Spatial localization data

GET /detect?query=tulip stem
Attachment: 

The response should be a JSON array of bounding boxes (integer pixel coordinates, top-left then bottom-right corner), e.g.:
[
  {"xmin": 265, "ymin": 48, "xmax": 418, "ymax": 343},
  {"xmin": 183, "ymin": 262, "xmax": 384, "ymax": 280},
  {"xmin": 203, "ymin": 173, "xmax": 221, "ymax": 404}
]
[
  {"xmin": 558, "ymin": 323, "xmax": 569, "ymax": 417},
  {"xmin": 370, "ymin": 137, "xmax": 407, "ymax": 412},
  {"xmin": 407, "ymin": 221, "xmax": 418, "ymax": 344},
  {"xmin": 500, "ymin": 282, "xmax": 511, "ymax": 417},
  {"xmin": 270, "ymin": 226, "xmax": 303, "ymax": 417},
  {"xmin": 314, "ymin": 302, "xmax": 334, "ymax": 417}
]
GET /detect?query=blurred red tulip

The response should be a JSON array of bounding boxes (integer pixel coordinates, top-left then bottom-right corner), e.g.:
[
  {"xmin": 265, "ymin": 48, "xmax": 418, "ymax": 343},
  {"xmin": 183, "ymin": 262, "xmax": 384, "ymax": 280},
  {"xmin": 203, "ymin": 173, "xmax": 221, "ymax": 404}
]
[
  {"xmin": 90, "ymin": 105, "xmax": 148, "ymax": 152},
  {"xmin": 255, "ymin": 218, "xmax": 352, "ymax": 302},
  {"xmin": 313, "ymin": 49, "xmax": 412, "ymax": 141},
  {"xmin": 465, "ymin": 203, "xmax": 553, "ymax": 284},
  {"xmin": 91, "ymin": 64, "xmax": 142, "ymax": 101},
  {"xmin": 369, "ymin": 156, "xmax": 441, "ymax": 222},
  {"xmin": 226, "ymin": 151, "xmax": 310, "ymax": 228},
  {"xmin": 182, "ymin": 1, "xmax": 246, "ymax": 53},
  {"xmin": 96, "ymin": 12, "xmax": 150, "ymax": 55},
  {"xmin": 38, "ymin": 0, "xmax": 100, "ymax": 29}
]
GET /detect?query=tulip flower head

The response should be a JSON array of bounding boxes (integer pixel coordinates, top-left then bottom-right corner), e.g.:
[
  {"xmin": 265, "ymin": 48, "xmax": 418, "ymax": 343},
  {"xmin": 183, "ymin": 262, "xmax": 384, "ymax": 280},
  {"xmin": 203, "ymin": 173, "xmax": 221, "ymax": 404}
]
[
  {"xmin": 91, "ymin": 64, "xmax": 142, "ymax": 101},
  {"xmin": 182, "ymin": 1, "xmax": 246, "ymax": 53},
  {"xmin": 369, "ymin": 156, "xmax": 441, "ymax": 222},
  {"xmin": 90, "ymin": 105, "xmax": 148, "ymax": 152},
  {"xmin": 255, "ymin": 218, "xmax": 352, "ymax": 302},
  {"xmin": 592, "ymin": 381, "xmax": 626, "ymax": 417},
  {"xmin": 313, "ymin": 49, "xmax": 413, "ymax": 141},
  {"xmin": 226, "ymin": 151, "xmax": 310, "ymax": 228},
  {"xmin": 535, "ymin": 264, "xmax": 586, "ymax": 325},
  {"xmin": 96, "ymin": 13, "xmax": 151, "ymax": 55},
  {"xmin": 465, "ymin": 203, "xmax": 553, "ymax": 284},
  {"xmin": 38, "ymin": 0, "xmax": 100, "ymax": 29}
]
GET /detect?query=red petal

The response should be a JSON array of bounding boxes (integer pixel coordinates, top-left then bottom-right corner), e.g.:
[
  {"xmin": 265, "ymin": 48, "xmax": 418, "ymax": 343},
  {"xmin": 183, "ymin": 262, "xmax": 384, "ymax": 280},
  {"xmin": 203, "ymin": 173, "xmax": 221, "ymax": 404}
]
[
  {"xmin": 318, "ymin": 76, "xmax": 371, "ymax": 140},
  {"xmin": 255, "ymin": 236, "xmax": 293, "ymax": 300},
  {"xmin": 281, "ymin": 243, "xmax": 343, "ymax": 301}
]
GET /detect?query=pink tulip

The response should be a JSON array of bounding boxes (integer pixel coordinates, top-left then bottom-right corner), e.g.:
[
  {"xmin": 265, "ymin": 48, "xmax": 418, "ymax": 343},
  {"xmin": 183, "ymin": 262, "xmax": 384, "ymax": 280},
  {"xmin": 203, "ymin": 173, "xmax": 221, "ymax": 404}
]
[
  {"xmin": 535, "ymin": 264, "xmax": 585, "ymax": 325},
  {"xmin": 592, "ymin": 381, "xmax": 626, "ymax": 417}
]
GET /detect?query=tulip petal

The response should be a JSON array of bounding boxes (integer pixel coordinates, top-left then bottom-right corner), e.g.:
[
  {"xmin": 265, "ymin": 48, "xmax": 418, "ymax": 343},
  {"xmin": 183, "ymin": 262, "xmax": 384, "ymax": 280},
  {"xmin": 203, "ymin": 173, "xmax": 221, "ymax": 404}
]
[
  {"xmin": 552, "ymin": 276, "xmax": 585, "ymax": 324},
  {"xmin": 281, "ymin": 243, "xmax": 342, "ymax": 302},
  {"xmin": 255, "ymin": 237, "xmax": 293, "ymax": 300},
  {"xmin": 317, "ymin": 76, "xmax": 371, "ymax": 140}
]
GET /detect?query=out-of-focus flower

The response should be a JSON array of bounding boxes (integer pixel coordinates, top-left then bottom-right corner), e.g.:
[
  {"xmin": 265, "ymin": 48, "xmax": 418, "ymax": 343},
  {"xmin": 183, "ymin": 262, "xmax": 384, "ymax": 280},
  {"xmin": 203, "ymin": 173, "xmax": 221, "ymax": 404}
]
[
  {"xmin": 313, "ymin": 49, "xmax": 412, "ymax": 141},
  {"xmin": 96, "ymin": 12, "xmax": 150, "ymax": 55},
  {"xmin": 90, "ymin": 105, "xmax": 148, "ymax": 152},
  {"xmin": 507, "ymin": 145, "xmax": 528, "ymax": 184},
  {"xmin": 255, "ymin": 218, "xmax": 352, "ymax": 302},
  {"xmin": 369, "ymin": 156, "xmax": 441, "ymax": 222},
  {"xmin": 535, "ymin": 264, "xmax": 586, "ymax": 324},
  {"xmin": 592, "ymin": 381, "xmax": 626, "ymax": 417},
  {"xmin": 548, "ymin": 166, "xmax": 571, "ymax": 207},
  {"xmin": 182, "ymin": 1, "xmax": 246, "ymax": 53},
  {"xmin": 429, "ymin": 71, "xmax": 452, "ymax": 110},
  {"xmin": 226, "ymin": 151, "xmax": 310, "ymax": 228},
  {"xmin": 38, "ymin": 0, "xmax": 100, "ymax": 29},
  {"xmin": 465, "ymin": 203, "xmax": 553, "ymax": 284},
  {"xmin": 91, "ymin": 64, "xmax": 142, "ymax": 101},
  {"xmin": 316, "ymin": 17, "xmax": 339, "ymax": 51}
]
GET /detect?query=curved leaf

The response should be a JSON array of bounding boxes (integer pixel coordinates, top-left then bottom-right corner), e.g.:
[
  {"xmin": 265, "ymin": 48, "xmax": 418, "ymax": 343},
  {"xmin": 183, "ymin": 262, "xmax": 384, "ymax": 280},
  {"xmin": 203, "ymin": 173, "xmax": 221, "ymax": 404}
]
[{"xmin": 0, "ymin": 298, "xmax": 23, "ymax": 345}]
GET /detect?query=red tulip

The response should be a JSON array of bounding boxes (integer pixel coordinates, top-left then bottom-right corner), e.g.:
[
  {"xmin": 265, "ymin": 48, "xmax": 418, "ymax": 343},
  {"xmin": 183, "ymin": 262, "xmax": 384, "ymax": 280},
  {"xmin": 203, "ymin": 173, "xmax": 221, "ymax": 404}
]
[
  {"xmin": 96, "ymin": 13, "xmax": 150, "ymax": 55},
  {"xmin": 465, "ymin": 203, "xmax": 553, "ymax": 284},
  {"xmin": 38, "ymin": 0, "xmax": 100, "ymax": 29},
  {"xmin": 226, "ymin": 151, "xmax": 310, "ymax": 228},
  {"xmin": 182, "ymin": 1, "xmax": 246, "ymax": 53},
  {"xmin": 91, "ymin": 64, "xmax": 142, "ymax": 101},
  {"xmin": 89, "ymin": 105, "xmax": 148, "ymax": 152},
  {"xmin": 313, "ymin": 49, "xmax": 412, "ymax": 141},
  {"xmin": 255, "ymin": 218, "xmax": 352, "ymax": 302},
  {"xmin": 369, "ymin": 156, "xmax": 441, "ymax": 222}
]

__Task description__
What is the number of lines in the data that include "petal"? Respond with that number and no other text.

__Answer for the task__
2